Data records →
============================================================

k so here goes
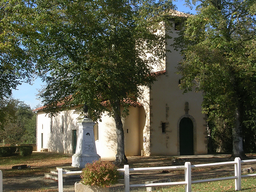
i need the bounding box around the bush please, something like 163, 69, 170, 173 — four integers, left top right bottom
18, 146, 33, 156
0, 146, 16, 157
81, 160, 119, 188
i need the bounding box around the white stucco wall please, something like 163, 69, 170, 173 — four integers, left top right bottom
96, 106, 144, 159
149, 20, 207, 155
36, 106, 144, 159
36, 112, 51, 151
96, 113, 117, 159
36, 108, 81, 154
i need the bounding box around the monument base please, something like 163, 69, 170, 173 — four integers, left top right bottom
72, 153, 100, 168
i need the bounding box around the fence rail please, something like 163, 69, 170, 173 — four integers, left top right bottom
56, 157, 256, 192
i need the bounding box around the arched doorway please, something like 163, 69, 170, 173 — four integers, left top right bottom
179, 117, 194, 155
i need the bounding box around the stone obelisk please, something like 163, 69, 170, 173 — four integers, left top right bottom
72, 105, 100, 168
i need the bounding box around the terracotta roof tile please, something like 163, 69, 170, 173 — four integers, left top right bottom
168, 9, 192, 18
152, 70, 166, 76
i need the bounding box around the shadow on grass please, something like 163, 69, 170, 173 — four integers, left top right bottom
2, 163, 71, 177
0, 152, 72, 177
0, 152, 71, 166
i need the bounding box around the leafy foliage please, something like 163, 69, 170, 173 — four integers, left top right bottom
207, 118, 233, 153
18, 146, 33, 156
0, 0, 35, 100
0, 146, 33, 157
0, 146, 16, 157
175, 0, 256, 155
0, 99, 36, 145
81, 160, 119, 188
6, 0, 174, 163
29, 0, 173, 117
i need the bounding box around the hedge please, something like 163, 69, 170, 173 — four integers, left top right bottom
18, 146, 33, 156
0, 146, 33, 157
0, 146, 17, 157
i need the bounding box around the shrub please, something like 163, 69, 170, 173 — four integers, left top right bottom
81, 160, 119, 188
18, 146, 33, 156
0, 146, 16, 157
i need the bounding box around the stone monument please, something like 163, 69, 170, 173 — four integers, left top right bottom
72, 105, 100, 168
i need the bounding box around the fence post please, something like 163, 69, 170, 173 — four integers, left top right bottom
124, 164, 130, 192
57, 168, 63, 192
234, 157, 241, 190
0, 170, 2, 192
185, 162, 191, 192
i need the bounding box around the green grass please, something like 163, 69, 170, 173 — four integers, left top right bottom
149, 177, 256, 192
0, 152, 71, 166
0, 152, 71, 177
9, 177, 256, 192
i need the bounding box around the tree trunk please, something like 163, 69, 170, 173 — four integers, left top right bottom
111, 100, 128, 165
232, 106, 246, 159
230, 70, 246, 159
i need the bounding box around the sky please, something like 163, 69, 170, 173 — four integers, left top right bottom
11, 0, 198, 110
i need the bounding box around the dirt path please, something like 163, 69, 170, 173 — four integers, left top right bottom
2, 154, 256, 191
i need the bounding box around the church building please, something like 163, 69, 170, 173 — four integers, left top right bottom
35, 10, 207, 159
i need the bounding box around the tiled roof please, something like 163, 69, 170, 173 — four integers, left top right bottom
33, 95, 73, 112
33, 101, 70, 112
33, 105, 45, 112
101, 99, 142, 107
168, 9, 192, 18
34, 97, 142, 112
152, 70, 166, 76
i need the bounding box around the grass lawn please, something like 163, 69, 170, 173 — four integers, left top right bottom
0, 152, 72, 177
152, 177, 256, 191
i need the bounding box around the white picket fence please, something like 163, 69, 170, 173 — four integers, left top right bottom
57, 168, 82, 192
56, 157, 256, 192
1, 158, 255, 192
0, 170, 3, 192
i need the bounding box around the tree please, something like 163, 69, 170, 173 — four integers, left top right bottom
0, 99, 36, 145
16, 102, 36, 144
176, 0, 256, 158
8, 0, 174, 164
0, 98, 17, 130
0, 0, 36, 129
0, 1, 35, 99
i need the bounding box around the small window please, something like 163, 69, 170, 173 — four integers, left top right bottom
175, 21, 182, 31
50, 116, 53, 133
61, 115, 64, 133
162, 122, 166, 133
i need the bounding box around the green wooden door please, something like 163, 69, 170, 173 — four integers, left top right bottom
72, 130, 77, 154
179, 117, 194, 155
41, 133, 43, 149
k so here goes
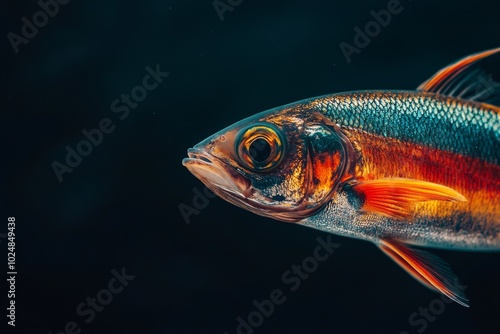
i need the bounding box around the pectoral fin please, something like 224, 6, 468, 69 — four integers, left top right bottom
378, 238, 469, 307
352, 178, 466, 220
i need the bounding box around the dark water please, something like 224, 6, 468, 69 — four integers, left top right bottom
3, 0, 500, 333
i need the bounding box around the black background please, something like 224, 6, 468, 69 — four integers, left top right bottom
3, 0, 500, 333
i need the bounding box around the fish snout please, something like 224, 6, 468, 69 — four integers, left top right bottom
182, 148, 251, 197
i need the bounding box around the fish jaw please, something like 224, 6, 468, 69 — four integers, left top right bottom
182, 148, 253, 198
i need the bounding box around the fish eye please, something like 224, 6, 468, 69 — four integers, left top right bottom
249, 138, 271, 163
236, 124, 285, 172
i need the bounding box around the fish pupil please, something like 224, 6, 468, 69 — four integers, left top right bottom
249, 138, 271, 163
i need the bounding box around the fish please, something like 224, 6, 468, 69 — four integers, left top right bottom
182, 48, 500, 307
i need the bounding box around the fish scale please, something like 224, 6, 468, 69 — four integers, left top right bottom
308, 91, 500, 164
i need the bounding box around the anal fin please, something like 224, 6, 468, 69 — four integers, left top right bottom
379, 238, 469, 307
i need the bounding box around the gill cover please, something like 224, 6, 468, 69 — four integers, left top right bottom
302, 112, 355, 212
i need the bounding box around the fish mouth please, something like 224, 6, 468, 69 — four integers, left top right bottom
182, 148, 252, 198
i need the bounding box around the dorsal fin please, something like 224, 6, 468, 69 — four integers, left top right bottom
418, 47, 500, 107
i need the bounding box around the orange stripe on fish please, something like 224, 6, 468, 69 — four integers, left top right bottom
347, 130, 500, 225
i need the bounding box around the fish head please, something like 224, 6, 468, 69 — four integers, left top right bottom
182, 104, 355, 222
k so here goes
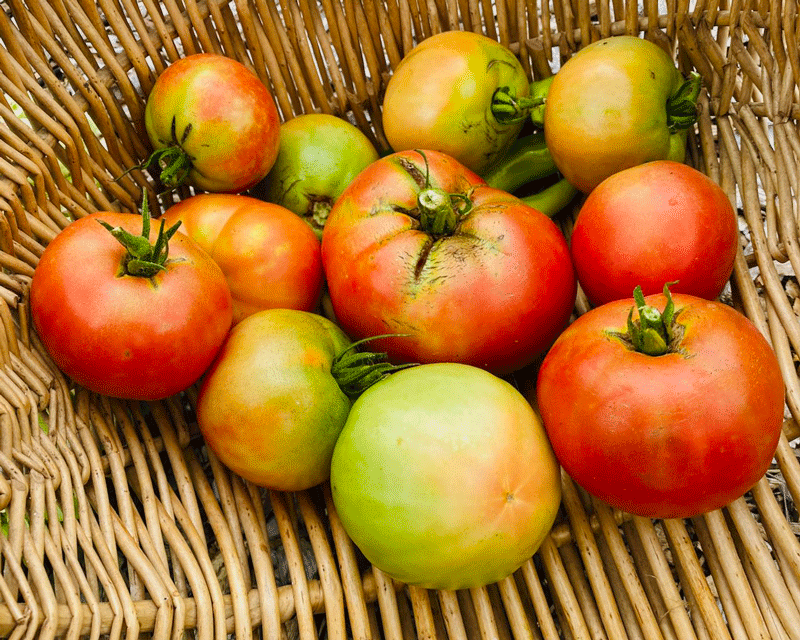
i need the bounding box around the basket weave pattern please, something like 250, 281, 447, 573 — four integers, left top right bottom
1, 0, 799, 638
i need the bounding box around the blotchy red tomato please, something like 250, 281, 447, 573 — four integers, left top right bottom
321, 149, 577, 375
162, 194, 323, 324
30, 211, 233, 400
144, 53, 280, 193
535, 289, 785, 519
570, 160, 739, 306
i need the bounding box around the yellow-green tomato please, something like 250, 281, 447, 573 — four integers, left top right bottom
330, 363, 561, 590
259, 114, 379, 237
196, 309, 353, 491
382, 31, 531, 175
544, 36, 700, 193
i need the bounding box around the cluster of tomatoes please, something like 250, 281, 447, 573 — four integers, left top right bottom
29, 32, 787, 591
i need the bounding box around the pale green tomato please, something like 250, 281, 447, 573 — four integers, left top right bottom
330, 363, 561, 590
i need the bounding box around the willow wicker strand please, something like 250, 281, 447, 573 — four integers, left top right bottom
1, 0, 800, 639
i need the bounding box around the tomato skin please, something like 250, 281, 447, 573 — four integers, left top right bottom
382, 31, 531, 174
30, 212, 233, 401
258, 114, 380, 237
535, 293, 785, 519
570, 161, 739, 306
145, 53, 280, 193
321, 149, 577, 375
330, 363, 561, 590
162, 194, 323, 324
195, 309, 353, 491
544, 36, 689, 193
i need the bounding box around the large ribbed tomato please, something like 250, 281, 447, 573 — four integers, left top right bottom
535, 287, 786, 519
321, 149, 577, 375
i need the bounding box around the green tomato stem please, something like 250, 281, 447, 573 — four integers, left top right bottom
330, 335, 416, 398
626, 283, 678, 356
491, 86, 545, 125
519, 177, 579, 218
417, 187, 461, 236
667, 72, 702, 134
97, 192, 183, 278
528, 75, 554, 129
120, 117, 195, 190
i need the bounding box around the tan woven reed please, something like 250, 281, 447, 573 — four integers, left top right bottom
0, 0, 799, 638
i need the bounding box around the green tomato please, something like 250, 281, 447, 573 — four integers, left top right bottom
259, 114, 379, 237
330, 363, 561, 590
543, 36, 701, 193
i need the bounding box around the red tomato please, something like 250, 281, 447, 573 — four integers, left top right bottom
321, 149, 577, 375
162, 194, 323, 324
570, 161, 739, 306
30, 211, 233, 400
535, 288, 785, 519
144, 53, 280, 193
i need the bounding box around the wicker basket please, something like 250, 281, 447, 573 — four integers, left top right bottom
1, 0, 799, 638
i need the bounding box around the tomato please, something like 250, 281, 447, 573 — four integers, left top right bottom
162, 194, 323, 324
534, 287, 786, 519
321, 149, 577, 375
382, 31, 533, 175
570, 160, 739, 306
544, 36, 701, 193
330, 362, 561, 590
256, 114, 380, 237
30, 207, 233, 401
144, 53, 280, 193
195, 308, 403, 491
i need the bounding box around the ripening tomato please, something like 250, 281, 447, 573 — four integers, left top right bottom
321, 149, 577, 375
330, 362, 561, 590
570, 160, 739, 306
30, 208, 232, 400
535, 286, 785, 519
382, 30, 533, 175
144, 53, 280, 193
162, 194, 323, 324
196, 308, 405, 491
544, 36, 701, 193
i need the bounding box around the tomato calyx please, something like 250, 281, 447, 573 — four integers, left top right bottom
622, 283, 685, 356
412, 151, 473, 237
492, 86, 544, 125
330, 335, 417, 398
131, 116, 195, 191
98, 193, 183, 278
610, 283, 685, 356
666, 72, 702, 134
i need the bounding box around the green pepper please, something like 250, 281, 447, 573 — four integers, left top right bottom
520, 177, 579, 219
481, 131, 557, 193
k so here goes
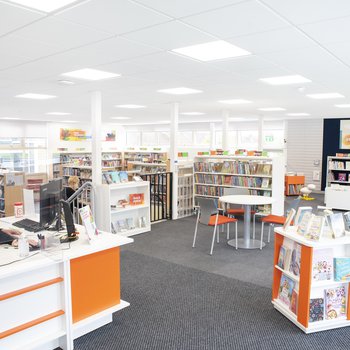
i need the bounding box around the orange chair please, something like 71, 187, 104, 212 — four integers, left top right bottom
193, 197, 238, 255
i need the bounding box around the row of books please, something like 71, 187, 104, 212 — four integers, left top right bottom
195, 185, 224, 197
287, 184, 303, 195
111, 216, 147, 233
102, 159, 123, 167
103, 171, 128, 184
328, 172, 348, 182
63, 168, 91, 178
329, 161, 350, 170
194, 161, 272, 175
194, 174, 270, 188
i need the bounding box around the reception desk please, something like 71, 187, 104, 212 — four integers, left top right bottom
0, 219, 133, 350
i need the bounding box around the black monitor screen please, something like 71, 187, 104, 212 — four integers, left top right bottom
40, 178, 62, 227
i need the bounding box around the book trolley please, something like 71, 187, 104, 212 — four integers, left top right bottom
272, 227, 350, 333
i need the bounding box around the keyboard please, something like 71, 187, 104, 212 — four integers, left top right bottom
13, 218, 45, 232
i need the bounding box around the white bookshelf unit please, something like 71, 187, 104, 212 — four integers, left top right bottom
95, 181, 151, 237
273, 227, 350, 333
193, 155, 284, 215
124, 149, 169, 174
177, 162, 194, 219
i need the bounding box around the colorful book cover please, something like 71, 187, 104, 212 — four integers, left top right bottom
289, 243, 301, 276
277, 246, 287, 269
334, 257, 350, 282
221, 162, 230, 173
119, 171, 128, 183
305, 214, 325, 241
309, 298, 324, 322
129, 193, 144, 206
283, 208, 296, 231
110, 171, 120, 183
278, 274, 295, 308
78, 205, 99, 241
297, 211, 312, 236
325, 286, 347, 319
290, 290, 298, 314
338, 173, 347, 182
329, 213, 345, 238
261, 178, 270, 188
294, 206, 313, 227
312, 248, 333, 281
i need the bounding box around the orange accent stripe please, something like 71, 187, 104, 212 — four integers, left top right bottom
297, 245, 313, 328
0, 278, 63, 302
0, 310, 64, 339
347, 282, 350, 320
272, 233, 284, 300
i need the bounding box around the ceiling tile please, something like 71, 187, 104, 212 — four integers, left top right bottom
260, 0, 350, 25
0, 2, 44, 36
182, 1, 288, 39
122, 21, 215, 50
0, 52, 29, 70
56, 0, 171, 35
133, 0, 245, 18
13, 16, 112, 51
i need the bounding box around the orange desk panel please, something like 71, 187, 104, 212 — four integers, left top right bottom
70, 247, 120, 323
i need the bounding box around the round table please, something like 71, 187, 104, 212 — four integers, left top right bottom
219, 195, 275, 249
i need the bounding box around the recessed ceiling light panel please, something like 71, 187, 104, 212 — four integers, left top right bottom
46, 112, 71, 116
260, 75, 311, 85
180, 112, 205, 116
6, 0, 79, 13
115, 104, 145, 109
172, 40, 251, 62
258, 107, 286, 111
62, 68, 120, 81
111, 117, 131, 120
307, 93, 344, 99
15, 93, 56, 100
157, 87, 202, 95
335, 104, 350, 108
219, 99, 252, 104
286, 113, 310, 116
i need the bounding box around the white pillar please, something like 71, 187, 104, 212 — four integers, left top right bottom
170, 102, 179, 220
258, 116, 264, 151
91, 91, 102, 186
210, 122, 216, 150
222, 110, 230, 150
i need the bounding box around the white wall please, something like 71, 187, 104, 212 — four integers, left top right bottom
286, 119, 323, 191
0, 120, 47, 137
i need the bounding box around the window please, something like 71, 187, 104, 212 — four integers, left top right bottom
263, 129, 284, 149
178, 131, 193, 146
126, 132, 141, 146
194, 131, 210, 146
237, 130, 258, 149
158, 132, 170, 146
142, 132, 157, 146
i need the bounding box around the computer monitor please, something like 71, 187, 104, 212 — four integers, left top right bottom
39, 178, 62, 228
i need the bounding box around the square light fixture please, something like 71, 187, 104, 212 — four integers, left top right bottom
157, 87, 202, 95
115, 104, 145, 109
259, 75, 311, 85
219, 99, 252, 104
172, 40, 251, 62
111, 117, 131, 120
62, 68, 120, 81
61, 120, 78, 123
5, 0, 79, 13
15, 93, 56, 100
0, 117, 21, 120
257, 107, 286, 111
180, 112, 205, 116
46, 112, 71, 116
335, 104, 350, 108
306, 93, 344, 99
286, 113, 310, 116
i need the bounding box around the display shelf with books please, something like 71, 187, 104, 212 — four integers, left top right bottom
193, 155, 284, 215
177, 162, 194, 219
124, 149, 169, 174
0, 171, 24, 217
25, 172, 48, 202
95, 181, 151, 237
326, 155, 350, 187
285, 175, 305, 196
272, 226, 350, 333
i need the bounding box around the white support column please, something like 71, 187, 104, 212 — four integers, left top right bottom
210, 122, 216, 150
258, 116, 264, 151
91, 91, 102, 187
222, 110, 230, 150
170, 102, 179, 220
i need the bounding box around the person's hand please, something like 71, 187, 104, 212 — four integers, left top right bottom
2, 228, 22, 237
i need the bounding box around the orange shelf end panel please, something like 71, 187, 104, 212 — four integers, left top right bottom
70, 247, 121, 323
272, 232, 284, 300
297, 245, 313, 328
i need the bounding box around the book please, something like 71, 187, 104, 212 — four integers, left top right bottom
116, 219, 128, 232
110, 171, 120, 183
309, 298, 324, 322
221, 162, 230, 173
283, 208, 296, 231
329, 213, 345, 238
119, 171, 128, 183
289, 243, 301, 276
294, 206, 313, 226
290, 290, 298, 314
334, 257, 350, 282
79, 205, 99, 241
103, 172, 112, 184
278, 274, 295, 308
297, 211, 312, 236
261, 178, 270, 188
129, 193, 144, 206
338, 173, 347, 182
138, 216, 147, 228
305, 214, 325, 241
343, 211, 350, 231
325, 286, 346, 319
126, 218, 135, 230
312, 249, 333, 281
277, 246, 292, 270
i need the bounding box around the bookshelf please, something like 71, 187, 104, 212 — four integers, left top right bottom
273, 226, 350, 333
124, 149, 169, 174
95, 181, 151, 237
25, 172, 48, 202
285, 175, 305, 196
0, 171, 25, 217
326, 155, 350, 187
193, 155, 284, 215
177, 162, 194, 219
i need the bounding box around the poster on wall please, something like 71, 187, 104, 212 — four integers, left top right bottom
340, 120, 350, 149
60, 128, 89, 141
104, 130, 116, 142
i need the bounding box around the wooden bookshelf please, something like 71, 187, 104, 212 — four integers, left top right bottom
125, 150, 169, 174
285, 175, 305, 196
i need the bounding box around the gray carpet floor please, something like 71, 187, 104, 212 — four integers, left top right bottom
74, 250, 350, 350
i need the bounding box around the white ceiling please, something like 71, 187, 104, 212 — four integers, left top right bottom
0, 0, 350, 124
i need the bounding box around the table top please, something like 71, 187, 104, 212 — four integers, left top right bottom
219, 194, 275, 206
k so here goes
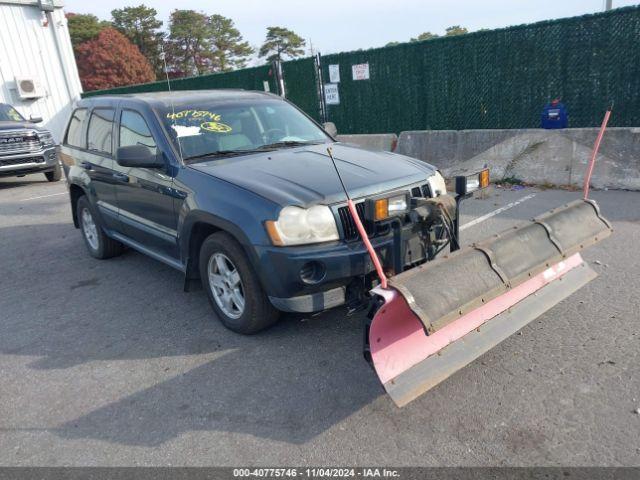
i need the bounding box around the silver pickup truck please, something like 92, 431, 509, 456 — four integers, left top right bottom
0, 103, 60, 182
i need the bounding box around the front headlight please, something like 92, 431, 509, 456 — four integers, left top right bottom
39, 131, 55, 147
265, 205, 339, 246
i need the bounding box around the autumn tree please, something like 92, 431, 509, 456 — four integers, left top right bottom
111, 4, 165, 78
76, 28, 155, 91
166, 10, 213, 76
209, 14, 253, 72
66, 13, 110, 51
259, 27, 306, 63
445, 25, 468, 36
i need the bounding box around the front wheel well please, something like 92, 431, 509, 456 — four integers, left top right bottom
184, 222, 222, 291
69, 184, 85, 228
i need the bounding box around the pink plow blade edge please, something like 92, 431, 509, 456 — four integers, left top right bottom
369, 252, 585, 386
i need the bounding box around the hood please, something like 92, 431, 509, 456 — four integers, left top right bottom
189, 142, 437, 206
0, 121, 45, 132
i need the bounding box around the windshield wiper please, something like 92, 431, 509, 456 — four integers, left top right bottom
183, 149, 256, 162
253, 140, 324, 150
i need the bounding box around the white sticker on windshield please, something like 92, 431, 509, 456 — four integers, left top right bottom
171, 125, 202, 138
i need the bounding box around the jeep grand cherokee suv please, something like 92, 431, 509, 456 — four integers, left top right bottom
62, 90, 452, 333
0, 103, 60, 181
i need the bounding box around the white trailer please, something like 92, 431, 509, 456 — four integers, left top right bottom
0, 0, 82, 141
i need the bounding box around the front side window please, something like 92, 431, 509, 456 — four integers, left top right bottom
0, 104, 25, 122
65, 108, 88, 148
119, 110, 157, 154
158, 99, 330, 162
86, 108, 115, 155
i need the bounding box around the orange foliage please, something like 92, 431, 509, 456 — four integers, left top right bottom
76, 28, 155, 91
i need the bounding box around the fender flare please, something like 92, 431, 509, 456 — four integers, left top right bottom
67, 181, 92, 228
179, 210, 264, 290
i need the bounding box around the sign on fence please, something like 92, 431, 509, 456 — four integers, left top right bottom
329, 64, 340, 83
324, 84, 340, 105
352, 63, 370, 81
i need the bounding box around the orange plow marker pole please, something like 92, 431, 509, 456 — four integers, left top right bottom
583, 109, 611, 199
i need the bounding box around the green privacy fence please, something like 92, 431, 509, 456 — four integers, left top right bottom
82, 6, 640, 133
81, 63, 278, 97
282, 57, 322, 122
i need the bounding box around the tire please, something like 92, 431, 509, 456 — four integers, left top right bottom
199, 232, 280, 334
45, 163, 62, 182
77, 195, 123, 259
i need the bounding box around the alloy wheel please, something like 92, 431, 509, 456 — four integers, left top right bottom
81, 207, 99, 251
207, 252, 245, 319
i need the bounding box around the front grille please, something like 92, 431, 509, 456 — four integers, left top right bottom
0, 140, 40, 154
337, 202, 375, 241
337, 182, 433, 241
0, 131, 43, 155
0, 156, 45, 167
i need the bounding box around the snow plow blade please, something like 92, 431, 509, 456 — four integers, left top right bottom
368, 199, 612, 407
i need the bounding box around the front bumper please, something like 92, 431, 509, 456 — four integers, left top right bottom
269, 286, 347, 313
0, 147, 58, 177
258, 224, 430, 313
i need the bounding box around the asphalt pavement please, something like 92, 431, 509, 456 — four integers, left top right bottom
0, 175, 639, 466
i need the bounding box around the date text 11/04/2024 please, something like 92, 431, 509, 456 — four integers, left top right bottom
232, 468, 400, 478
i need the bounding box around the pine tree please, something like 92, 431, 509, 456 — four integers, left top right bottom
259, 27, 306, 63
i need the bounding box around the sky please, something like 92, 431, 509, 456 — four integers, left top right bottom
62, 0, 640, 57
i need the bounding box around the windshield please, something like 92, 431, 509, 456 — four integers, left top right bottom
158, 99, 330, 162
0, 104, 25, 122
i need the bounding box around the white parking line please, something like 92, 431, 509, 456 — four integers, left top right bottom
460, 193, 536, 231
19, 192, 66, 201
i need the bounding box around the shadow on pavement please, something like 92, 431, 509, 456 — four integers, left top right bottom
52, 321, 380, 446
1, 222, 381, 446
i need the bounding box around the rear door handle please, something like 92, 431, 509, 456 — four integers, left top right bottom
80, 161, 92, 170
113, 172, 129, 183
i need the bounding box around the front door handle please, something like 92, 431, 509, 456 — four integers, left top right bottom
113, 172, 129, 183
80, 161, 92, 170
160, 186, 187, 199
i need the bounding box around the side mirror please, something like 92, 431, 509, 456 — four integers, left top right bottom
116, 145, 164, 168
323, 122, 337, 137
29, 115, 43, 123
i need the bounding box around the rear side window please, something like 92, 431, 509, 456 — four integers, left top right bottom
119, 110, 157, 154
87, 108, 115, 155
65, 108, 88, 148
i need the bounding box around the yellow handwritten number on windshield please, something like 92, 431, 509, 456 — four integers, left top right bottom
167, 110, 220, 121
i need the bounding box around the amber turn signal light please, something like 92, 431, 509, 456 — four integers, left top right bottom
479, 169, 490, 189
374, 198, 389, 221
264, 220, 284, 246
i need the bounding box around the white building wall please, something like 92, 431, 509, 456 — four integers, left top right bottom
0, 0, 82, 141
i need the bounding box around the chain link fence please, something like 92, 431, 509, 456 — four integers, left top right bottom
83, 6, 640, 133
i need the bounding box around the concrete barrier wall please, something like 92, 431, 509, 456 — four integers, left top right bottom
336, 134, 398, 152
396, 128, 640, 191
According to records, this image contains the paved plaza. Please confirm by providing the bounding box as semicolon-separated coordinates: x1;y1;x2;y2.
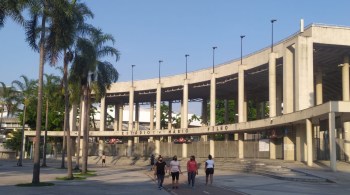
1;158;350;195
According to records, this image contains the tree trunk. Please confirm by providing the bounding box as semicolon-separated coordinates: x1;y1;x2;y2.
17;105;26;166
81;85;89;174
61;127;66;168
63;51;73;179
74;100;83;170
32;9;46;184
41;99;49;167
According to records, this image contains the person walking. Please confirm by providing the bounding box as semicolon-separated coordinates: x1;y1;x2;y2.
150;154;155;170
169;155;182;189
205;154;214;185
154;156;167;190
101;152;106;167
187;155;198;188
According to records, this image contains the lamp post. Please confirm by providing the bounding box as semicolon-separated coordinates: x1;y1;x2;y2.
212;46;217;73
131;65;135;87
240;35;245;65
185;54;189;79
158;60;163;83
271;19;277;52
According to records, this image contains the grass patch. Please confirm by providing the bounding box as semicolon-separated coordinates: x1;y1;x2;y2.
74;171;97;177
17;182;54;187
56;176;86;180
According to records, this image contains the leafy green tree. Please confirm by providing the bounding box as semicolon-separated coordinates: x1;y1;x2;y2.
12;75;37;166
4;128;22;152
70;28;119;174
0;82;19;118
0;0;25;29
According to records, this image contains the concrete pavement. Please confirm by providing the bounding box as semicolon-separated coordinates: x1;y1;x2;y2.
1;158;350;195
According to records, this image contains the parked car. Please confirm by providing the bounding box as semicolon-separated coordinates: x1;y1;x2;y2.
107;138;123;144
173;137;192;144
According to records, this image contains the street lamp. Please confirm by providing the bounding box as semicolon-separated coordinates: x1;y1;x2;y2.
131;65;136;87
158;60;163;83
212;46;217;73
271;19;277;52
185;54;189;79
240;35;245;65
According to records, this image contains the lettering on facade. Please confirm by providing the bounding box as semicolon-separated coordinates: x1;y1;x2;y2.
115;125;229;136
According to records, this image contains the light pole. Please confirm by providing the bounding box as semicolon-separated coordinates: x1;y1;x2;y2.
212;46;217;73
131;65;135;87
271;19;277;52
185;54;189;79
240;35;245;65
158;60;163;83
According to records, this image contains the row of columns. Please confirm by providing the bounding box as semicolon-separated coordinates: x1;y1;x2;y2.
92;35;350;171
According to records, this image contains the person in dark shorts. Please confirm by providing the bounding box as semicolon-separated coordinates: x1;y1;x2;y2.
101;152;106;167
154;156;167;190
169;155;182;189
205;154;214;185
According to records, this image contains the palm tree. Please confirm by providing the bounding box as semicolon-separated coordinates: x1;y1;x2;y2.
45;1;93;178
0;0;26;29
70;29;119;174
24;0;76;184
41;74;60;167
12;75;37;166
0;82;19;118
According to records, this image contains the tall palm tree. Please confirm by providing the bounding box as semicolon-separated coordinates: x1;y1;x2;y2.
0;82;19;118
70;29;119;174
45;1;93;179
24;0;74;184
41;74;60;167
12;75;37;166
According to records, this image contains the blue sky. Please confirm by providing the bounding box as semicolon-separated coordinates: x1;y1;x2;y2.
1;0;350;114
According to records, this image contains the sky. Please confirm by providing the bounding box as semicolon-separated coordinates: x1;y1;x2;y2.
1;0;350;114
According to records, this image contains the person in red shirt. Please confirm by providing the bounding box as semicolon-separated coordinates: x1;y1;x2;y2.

============================================================

Problem to work on → Exactly reproduce the lines that run from the line with "According to records, this image contains the person in dark" through the last line of the records, inclusive.

Answer to this task →
According to records, this image contains the person in dark shorts. Please confirm by providing the bounding box as semicolon-separated coordinates: x1;y1;x2;y2.
101;152;106;167
154;156;167;190
169;155;182;189
205;154;214;185
According to records, this image contains the palm tree. Please confirm by providing the bounding box as semicolon-separated coordinates: x1;y1;x2;y2.
45;1;93;178
0;0;26;29
70;29;119;174
24;0;76;184
41;74;60;167
12;75;37;166
0;82;19;118
According to records, this image contains the tall palm tree. Please confirm by providing the bounding box as semicolon-separated coordinates: x1;y1;x2;y2.
0;82;19;118
70;29;119;174
45;1;93;179
24;0;74;184
41;74;60;167
12;75;37;166
According to records, this image contains the blue sky. Please confirm by providing the bounding box as semicolon-separated coordinates: x1;y1;x2;y2.
1;0;350;114
According to records, this image contains the sky. Please confirm by providing the bounding box as semicolon-separated coordinates: x1;y1;x2;y2.
1;0;350;114
According to records, this image contains the person in red shirt. Please confirm by providing the bounding box as semicolon-separated coordinates: x1;y1;x2;y2.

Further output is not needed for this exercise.